**Directions for this task**
Every record below should be printed exactly as given.

**Extracted data**
##########
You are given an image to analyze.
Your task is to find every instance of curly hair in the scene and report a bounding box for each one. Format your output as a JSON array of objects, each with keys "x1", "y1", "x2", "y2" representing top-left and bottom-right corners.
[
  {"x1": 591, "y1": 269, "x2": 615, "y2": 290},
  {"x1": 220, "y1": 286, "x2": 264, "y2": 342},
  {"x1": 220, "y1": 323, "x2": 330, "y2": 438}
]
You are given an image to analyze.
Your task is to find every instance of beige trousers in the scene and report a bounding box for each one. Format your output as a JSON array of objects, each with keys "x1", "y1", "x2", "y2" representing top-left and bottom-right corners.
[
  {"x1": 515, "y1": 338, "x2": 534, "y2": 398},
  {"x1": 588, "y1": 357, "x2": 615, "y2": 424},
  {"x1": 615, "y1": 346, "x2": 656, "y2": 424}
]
##########
**Response below**
You are given an image to analyze.
Your task is to find every instance of curly hair in the scene and report a bounding box for each one. Format your output as a JSON array of objects, each with keys "x1", "y1", "x2", "y2" representing top-left and bottom-right corners.
[
  {"x1": 591, "y1": 269, "x2": 615, "y2": 290},
  {"x1": 220, "y1": 286, "x2": 264, "y2": 342},
  {"x1": 220, "y1": 323, "x2": 330, "y2": 438}
]
You are given an image to analyze.
Your task is to find every instance of beige trousers in the scene and report a bounding box for each one. Format your output as a JSON array of objects, each with keys "x1", "y1", "x2", "y2" representing top-left and bottom-right corners.
[
  {"x1": 515, "y1": 338, "x2": 534, "y2": 398},
  {"x1": 588, "y1": 357, "x2": 615, "y2": 424},
  {"x1": 615, "y1": 346, "x2": 656, "y2": 424}
]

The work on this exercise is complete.